### Estratto
┄┄┄┄┄┄┄┄┄┄┄┄┄┄┄┄┄┄┄┄

Il confronto avviato da Mao prese spunto da Problemi economici del socialismo in Urss di Stalin e dal Manuale di economia politica dell’Unione Sovietica. Le sue riflessioni sono raccolte in diversi testi3. di cui consigliamo vivamente la lettura, non solo per l’interesse storico rappresentato sul modo di costruire il socialismo dopo aver preso il potere, ma soprattutto perché vi si rivela un notevole avanzamento riguardo alla concezione ed elaborazione del movimento concreto fin lì condotto da quelle prime e preziose esperienze.

Le osservazioni critiche di Mao ruotano tutte attorno alla sottovalutazione da parte di Stalin del potere delle masse e della politica. L’edificazione del socialismo per Mao non è principalmente una questione tecnica ed economica, ma essenzialmente una questione legata alla capacità delle masse di fare i passi necessari per realizzarla. Tecnica ed economia, masse e politica devono camminare di pari passo, ponendo alla testa le masse e la politica. Lo sviluppo delle forze produttive deve essere promosso tramite la rivoluzione dei rapporti di produzione. Questa è la sintesi della dottrina per l’edificazione del socialismo elaborata in Cina.

Il metodo di lavoro e di direzione della linea di massa diventa quindi di fondamentale importanza per realizzare quella sinergia dialettica tra partito e masse, indispensabile non solo nella fase della rivoluzione e della presa del potere, ma anche nella fase della costruzione del socialismo.

Se è vero che il partito ha chiaro dove vuole arrivare (il sistema comunista) è altrettanto vero che la strada per arrivarci non è svelata e deve fare i conti con il processo reale in cui le potenzialità insite nelle masse hanno bisogno di esperienza concreta per potersi svelare e concretizzare.

┄┄┄┄┄┄┄┄┄┄┄┄┄┄┄┄┄┄┄┄

### Dati estratti
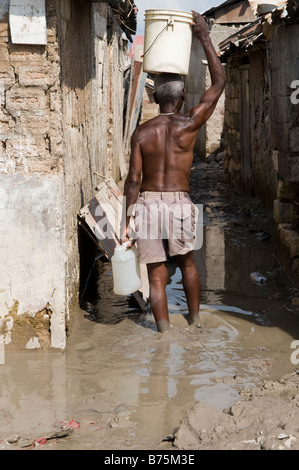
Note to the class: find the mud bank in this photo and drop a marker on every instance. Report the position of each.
(120, 385)
(266, 418)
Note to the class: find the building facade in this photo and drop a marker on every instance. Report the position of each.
(261, 125)
(61, 134)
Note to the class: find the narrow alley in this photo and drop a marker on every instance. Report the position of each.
(82, 368)
(122, 385)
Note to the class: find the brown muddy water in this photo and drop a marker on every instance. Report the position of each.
(122, 385)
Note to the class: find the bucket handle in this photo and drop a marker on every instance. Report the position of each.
(170, 22)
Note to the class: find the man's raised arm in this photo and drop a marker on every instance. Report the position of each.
(201, 113)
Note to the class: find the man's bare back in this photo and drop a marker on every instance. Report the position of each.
(166, 148)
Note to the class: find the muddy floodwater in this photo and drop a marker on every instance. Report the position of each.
(122, 385)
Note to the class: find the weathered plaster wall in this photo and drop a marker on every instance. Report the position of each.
(60, 134)
(273, 134)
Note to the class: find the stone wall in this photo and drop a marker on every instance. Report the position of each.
(263, 126)
(60, 135)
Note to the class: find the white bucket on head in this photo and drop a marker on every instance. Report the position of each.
(167, 41)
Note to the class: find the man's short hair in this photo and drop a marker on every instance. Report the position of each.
(168, 87)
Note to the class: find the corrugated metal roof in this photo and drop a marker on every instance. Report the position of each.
(256, 31)
(228, 3)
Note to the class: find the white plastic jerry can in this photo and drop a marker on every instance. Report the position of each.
(125, 270)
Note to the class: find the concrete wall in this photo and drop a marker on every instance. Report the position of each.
(271, 140)
(60, 133)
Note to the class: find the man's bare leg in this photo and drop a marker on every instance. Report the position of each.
(191, 284)
(158, 278)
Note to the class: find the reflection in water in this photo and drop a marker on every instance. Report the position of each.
(119, 358)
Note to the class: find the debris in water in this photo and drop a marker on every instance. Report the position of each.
(258, 278)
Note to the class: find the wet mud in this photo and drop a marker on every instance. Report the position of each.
(121, 385)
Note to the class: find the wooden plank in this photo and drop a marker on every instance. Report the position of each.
(247, 177)
(101, 219)
(27, 20)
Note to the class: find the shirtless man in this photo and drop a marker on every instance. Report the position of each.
(160, 165)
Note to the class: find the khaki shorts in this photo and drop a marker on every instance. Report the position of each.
(165, 225)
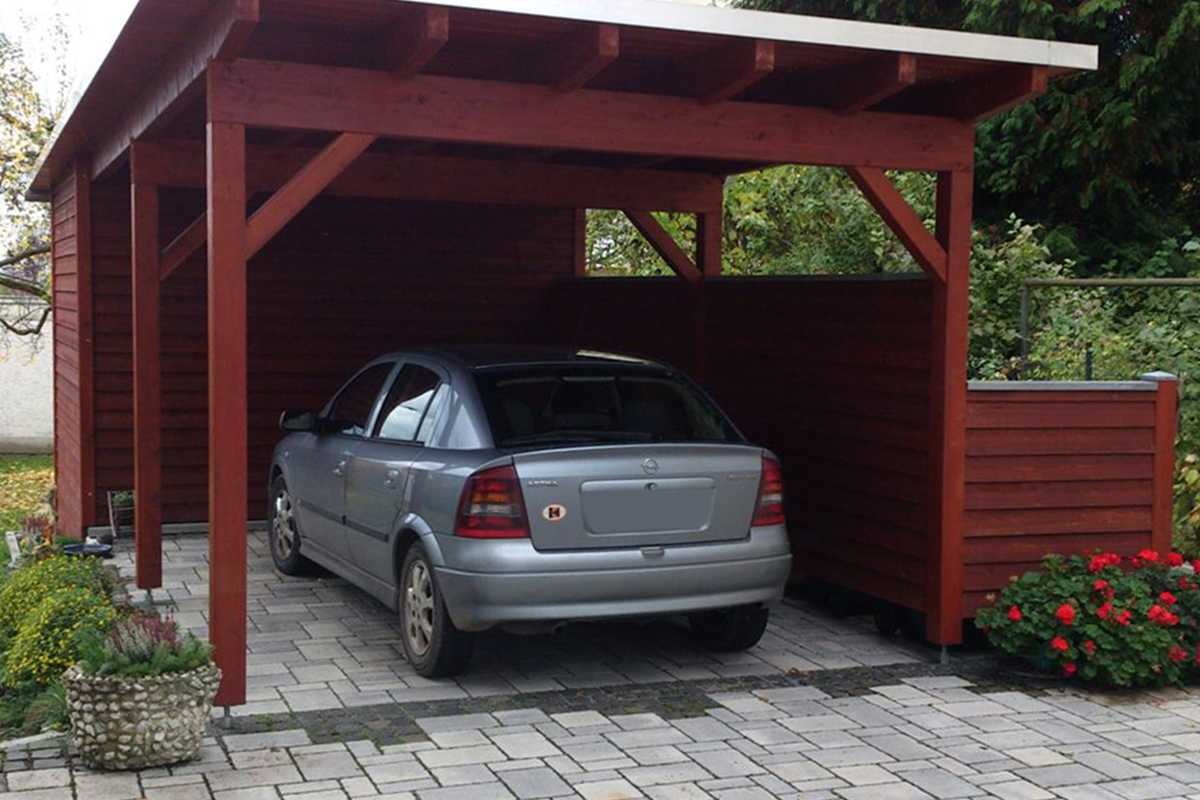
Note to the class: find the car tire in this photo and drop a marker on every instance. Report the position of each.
(730, 630)
(432, 644)
(283, 530)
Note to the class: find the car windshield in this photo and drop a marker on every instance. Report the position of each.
(576, 403)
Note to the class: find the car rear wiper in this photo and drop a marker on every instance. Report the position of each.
(576, 435)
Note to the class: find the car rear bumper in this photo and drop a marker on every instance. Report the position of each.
(486, 583)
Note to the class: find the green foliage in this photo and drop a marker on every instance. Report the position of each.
(1109, 620)
(139, 645)
(49, 638)
(30, 585)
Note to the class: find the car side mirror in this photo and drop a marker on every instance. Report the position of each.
(298, 420)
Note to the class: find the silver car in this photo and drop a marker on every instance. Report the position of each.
(473, 487)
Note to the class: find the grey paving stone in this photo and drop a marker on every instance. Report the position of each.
(534, 783)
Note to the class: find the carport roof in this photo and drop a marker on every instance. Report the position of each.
(810, 58)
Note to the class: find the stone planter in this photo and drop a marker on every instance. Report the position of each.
(124, 723)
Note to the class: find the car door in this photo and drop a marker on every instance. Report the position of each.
(319, 469)
(378, 477)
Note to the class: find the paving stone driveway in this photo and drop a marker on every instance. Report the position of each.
(319, 643)
(919, 739)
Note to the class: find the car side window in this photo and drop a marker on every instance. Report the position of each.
(406, 403)
(352, 409)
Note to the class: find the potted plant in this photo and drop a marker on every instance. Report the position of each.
(141, 695)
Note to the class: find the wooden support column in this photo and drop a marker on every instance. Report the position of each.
(227, 405)
(147, 384)
(948, 409)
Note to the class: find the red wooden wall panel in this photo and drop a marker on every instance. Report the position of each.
(346, 281)
(1055, 471)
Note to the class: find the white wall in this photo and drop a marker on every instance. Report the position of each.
(27, 391)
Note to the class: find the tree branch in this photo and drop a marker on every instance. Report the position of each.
(27, 254)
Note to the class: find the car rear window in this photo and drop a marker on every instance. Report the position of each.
(588, 403)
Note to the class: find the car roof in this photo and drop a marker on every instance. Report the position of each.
(478, 356)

┄┄┄┄┄┄┄┄┄┄┄┄┄┄┄┄┄┄┄┄

### Consegne esercizio
(1) Puoi riscrivere il brano su Mao cominciando da "Le osservazioni critiche" e proseguendo fino a "elaborata in Cina.", con "Chruščëv" al posto di "Stalin"?
(2) Puoi scrivere il seguito del brano su Mao, partendo subito dopo la sua ultima frase?
I record sono materiale a sé, distinto dal brano su Mao.

### Risposte in ordine
(1)
Le osservazioni critiche di Mao ruotano tutte attorno alla sottovalutazione da parte di Chruščëv del potere delle masse e della politica. L’edificazione del socialismo per Mao non è principalmente una questione tecnica ed economica, ma essenzialmente una questione legata alla capacità delle masse di fare i passi necessari per realizzarla. Tecnica ed economia, masse e politica devono camminare di pari passo, ponendo alla testa le masse e la politica. Lo sviluppo delle forze produttive deve essere promosso tramite la rivoluzione dei rapporti di produzione. Questa è la sintesi della dottrina per l’edificazione del socialismo elaborata in Cina.

(2)
Essere costantemente legati ad esse, apprendere dalla loro esperienza, elaborare via via le indicazioni da dare, rifuggendo dal soggettivismo e dal dogmatismo, mettere in campo quegli avanzamenti che le masse hanno mostrato di essere in grado di realizzare, tener conto della situazione concreta delle masse, mettere la politica e non la tecnica al primo posto: questa è stata l’innovazione proposta dall’edificazione del socialismo in Cina.

In base a questa concezione e alla ferma volontà di mettere al centro dei processi reali di sviluppo le masse, si sviluppa la principale osservazione critica, verso la concezione di Stalin, di puntare tutto sullo sviluppo delle forze produttive considerando che “automaticamente” si sarebbero modificati i rapporti di produzione in una concezione materialista meccanicista più che dialettica.

Mao al contrario, nella contraddizione tra rapporti di produzione e forze produttive vede all’interno di quest’ultimi come principale il ruolo delle masse, il movimento reale verso il comunismo, la capacità creatrice delle masse che trasforma i vecchi rapporti di produzione.

Linea di massa e teoria marxista della conoscenza

“Da dove provengono le idee giuste degli uomini? Cadono dal cielo? No. Sono innate? No. Esse provengono dalla pratica sociale e solo da questa”4.

La linea di massa riflette il processo cognitivo umano. Entrambi hanno il loro campo di ricerca e di applicazione nella pratica sociale. Definiamo pratica sociale la lotta per la produzione, la lotta di classe e la sperimentazione scientifica. Questi tre campi sono il terreno sul quale l’essere umano sviluppa il proprio pensiero e il proprio campo delle idee, la propria concezione del mondo. La conoscenza muove i suoi passi a partire dalla percezione empirica della realtà oggettiva che lo circonda. Vista, udito, tatto, gusto e odorato sono gli strumenti con il quale si accumulano sensazioni di ciò che accade attorno a noi. Accumulate abbastanza percezioni, fatto pratica della realtà che ci circonda avviene un salto, la conoscenza percettiva diventa conoscenza razionale: quanto abbiamo appreso dalla nostra percezione empirica viene elaborato dallo spirito soggettivo, questa è la prima fase dell’intero processo della conoscenza. In questa fase però noi non sappiamo ancora se lo spirito soggettivo, se l’elaborazione razionale della percezione empirica riflette correttamente le leggi del mondo oggettivo esterno, non sappiamo ancora se ciò che pensiamo sia giusto o pure no.

Come facciamo a verificare le nostre teorie, i nostri pensieri? Segue la seconda fase del processo conoscitivo, quello che dallo spirito soggettivo ritorna alla materia, alla pratica sociale, nel quale si applica la conoscenza acquisita nella prima fase e si verifica se quanto compreso dalla conoscenza razionale corrisponde al vero oppure no.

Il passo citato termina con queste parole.